Go through the records below and copy out, in full, only the lines that contain the word "white".
>>>
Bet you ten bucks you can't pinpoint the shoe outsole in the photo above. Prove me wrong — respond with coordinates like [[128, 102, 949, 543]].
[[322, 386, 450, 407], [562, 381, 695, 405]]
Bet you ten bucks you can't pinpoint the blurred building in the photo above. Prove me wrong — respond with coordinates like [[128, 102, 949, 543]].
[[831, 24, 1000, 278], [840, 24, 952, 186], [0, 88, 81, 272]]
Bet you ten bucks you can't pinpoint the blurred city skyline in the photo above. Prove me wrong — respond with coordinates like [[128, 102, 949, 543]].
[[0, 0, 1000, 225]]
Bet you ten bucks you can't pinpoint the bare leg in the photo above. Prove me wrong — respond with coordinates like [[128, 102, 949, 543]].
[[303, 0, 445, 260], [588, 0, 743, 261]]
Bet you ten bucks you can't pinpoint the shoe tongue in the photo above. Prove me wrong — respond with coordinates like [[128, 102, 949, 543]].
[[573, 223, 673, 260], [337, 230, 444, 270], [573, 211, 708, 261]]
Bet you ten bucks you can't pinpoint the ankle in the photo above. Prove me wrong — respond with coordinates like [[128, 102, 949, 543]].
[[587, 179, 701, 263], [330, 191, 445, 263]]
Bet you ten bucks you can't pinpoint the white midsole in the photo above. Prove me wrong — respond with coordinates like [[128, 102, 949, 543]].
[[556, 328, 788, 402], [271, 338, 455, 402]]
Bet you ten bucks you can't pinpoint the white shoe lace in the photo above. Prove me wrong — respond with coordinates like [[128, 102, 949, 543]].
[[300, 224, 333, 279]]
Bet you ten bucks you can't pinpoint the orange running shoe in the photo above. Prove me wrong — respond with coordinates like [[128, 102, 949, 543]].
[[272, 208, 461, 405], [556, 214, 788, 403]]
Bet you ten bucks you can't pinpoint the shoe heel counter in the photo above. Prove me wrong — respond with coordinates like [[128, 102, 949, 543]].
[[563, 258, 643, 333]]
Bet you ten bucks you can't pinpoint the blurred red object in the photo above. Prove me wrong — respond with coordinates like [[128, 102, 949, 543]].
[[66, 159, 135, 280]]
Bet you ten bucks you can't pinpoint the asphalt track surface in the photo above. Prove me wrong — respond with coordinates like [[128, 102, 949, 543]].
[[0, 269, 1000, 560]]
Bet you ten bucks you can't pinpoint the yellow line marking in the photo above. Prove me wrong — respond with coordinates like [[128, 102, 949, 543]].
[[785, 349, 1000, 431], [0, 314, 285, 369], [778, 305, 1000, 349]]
<<<
→ COMPLETE RESPONSE:
Bet you ten bucks you can't pinpoint the white midsole in the photo above. Prove me wrong — respond with coordinates like [[128, 102, 949, 543]].
Bet you ten bucks you can't pinpoint the white shoe lace in the photo above. Prove me wrong — respond with coordinates like [[128, 102, 949, 543]].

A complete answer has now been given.